>>>

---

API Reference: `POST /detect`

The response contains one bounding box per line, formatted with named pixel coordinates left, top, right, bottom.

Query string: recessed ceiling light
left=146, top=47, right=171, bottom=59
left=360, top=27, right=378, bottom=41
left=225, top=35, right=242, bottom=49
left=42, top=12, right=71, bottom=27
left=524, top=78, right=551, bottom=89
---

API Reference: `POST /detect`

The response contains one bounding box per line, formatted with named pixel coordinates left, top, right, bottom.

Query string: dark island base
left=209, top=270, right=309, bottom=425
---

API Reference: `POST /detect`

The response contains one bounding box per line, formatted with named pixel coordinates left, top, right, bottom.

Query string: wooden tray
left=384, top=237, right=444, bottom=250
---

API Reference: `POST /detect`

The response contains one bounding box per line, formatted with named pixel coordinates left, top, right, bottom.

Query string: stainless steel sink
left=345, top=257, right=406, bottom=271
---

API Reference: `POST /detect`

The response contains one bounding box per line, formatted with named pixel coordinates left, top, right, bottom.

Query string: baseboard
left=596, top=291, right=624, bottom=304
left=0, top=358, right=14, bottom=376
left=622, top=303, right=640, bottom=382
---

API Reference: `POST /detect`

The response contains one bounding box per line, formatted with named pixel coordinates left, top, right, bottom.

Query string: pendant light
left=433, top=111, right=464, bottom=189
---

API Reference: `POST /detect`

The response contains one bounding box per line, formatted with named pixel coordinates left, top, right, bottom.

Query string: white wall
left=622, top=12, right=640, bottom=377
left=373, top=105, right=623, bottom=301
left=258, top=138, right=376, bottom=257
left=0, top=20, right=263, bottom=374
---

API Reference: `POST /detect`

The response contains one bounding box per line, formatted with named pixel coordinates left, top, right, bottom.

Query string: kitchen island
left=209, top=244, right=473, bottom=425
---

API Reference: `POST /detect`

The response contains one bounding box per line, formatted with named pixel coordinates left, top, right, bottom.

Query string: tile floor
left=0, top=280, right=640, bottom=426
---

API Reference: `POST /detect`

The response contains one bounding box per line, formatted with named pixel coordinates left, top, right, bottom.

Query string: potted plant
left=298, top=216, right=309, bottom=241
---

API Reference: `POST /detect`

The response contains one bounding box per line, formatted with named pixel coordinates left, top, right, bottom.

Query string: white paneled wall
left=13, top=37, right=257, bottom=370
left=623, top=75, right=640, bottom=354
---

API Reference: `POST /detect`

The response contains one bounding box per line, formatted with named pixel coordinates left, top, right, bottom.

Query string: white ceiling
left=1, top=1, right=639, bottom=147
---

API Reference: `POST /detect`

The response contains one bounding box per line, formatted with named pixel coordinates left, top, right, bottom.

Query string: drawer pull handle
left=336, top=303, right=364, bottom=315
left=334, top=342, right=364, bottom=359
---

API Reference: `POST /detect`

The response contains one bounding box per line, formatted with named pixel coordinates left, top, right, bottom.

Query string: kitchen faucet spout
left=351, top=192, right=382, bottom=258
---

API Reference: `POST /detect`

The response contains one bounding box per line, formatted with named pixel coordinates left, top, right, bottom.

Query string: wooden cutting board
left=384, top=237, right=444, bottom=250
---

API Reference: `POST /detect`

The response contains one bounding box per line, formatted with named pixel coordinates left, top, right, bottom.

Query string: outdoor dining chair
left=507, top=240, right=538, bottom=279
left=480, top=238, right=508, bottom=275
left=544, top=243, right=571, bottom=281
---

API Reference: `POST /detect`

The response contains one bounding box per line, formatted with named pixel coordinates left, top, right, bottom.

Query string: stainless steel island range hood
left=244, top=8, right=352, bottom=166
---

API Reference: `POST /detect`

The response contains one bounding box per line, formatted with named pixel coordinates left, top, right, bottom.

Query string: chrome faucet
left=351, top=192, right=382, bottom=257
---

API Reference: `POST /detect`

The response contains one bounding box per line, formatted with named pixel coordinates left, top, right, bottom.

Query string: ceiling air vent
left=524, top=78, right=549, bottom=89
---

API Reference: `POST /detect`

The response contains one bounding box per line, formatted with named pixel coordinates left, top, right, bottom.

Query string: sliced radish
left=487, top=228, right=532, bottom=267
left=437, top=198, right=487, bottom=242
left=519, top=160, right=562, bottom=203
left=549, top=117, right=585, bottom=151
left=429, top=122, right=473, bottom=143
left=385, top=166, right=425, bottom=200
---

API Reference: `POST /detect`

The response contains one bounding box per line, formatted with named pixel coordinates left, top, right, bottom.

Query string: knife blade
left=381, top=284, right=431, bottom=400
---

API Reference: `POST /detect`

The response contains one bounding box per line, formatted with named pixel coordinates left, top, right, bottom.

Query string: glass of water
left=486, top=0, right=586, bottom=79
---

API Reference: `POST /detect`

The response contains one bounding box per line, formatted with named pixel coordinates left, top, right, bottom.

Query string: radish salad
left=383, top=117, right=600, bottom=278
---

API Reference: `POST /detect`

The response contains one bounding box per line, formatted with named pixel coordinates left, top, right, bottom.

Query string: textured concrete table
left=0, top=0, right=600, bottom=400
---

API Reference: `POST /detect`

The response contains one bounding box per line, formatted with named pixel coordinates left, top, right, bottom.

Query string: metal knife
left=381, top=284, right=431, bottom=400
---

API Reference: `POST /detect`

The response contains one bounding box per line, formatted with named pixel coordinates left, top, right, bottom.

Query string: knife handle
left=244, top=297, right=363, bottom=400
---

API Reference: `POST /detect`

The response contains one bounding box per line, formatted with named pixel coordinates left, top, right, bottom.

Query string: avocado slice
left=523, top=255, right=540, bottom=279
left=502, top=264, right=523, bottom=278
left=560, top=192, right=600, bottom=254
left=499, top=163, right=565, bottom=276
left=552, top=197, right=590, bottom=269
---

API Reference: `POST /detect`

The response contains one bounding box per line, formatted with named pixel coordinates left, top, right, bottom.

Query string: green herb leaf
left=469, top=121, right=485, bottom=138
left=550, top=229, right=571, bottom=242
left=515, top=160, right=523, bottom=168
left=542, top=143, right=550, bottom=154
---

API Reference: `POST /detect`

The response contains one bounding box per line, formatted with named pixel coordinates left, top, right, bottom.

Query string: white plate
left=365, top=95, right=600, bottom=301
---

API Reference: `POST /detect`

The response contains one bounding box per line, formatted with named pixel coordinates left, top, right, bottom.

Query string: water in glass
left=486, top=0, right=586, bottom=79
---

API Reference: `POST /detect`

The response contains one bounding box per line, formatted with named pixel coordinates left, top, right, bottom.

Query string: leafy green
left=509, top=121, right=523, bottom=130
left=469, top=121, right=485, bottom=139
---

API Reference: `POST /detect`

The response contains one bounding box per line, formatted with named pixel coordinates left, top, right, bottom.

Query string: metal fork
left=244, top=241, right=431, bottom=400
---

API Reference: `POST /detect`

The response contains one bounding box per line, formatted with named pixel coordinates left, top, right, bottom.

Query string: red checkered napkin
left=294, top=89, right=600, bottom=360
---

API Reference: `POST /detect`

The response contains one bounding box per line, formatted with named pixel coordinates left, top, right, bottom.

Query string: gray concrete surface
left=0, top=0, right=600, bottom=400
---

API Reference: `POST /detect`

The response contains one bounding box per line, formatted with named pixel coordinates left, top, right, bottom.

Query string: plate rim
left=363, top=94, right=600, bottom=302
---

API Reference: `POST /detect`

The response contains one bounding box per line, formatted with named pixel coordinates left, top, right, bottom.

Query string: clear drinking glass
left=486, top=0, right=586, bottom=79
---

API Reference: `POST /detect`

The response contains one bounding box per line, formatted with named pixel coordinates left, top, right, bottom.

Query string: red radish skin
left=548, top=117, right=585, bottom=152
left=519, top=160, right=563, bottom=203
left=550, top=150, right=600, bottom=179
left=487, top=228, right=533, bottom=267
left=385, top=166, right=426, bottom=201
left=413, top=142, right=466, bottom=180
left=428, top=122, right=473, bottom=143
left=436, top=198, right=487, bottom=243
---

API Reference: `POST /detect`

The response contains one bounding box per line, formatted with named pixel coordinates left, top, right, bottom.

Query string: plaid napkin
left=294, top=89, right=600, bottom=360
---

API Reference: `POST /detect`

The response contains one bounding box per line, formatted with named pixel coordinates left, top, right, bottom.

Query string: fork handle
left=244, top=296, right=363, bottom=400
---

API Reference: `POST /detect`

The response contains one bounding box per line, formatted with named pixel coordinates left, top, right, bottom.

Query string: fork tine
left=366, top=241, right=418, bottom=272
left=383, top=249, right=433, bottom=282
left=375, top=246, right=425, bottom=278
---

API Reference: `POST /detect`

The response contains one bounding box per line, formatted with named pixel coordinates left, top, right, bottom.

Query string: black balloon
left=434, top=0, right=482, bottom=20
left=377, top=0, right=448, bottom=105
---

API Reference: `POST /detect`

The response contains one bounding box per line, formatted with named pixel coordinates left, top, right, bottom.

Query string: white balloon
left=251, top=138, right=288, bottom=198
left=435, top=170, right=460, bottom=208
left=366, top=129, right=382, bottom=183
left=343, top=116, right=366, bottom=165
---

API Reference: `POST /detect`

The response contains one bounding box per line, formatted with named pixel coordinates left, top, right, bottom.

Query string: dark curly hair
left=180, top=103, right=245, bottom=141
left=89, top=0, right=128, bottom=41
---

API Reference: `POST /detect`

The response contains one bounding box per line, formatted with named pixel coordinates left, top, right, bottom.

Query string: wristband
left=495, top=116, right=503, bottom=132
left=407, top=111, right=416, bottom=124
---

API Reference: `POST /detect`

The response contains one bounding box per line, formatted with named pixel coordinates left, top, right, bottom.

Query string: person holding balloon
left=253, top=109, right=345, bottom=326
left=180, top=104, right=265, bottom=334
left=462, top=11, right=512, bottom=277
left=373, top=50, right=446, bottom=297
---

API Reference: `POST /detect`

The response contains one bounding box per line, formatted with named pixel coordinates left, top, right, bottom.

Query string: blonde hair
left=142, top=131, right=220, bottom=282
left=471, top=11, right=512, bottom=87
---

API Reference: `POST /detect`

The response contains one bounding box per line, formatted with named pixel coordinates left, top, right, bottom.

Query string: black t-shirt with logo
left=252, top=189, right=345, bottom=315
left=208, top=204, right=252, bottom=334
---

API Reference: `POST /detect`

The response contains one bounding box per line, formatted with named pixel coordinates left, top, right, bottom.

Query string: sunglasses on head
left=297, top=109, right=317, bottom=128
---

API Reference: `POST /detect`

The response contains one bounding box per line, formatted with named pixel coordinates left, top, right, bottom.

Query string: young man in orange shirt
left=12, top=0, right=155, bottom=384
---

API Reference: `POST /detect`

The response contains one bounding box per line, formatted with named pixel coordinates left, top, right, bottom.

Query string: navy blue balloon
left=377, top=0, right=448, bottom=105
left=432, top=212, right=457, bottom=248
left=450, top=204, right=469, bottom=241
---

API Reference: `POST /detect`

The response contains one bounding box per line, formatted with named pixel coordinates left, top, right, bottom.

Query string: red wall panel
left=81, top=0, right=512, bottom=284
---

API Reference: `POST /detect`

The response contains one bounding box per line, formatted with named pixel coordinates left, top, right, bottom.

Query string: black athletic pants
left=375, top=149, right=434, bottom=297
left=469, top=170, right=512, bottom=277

<<<

> _GIVEN TASK_:
Please count how many lines in the listing above contain the string "shirt", and give only that number.

> _EXERCISE OUTPUT_:
2